* Begin DATA SECTION *

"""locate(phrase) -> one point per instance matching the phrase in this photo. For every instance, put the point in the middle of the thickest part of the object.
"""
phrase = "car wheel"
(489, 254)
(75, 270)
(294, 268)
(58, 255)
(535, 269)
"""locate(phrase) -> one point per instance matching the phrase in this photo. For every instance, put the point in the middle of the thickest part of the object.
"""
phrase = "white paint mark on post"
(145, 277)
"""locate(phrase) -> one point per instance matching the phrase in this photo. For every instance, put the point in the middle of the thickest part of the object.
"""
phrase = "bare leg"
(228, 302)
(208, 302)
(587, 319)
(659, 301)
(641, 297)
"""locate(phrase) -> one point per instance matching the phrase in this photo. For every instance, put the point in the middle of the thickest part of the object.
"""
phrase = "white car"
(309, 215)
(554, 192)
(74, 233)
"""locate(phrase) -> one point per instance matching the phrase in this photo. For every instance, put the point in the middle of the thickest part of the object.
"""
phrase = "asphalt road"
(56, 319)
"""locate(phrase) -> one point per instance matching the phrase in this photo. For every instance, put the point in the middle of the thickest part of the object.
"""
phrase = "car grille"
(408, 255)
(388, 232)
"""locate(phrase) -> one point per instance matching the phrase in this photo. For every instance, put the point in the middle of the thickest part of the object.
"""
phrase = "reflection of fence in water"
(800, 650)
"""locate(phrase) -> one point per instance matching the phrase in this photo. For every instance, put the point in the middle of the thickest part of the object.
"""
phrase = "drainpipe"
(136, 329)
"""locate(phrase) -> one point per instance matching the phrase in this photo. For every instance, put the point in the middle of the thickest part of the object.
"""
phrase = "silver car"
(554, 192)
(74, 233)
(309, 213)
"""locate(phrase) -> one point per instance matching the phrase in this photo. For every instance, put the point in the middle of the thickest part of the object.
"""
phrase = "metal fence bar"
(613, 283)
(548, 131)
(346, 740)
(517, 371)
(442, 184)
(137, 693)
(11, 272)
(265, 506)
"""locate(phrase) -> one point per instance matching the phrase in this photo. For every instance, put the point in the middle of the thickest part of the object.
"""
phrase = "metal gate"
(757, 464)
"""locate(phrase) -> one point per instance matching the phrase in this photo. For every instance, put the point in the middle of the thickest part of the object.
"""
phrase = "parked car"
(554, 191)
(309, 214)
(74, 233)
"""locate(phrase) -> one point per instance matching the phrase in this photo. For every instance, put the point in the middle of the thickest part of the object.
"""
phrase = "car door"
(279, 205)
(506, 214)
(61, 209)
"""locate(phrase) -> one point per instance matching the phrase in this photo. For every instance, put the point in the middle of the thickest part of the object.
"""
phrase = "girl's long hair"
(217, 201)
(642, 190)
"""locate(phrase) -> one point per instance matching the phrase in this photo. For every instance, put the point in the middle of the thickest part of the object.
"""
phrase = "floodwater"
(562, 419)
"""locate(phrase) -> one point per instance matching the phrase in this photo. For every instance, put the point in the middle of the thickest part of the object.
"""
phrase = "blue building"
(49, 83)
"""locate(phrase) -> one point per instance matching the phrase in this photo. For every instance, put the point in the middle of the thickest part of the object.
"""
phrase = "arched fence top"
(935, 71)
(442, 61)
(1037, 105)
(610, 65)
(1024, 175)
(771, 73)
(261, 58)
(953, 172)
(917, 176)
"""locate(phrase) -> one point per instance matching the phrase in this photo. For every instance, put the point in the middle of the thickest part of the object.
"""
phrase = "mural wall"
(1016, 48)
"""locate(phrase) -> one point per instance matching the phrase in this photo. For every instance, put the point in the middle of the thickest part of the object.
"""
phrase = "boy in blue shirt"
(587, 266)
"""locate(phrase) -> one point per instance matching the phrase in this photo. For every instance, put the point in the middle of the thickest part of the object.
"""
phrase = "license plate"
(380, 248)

* End DATA SECTION *

STATED TASK:
All of the data needs to be printed once more, exactly.

EXERCISE ANSWER:
"""locate(phrase) -> one point per instance matching the phrase in this photo. For every instance, put the point in the middle of the thickest part of the object.
"""
phrase = "car wheel"
(489, 254)
(75, 270)
(294, 268)
(58, 255)
(535, 269)
"""locate(phrase) -> one point per instance matching the phrase in this photo. For every instance, put the point in the middle of the thickest part of the object.
"""
phrase = "white paint mark on post"
(145, 277)
"""locate(phrase) -> one point per instance matching the phrase in this photo. For every instance, put the point in the middle of the thickest part of the object.
"""
phrase = "bare leg"
(228, 302)
(208, 302)
(587, 319)
(659, 301)
(641, 297)
"""locate(phrase) -> one point per instance matching the phrase in this photo. For every instance, put the point in the middle of the thickest part of the object.
"""
phrase = "white car"
(309, 215)
(554, 192)
(74, 233)
"""locate(phrase) -> one point per instance matching the phrase in this photo. For every instance, put the point in the middle of the thickest part of the object.
"""
phrase = "asphalt road"
(56, 319)
"""locate(phrase) -> one point per instance matching the phrase in this photo. For every instance, put the point in the middle of the thickest part of the object.
"""
phrase = "car grille"
(408, 255)
(388, 232)
"""locate(phrase) -> one point per instance matching the phrase in this photo. For every instance, put the point in the middle of the thickest part of the object.
"""
phrase = "reflection of fence in water"
(800, 650)
"""locate(phrase) -> one point per instance matching the phrase in this photo. For every instance, put the point in the middle of the thickest part of the object.
"""
phrase = "drainpipe"
(136, 329)
"""locate(phrase) -> one point per instance matching the phrase in this photo. For every instance, put the point in the middle of the thickest part of the object.
"""
phrase = "silver car"
(554, 192)
(74, 233)
(309, 213)
"""locate(phrase) -> one point per instance matching the phrase in this photo. For every instance, put the point in the middle of the thickest part of the object.
"""
phrase = "metal fence bar"
(613, 283)
(548, 131)
(346, 740)
(517, 371)
(442, 184)
(137, 693)
(11, 272)
(265, 506)
"""locate(phrase) -> one point per instance matching the phrase in this photo. For every instance, put the point in the middle of the thickest part of the object.
"""
phrase = "metal gate"
(757, 464)
"""locate(phrase) -> one point per instance matching the phrase in this photo. For every instance, put the point in the middle of the thickest part of the object.
"""
phrase = "parked car"
(554, 191)
(309, 214)
(74, 233)
"""locate(phrase) -> one point per instance matching the phrase in this photo. For every instance, put the point in the middle of the thickest part of the object.
"""
phrase = "car door"
(279, 205)
(506, 214)
(61, 209)
"""locate(phrase) -> one point per instance matching the phrase in this photo. For every instance, put the point in the middle of the thickest part of the object.
"""
phrase = "girl's long hair"
(217, 201)
(642, 190)
"""locate(phrase) -> one point per instance matching the phrase in this photo. For every instance, put the point in the middle of the thickest part of the object.
"""
phrase = "floodwater"
(562, 419)
"""locate(phrase) -> one point per instance matching the phrase in this photo. For every instance, put the point in the middle of the thickest part of the object.
"""
phrase = "blue building"
(49, 83)
"""locate(phrase) -> one point per instance matching the phrase in this photo. For every instance, put the point in the middle of the thickest part of the object.
"""
phrase = "arched fence top"
(935, 71)
(442, 61)
(1037, 105)
(610, 65)
(1024, 175)
(771, 73)
(261, 58)
(953, 172)
(917, 176)
"""locate(phrase) -> one point per instance matching the phrase in this photo. For every instance, put the point in the middle of the thickest part of the object.
"""
phrase = "mural wall"
(1016, 48)
"""locate(phrase) -> one point per instance matching the phrase in this photo. For every instance, put the point in the middle of the thickest part of the object.
"""
phrase = "boy in blue shirt"
(587, 266)
"""locate(phrase) -> one point per instance matching the phrase in this photo. For every instance, put the point in the middle of the thickest part of the object.
"""
phrase = "license plate"
(380, 248)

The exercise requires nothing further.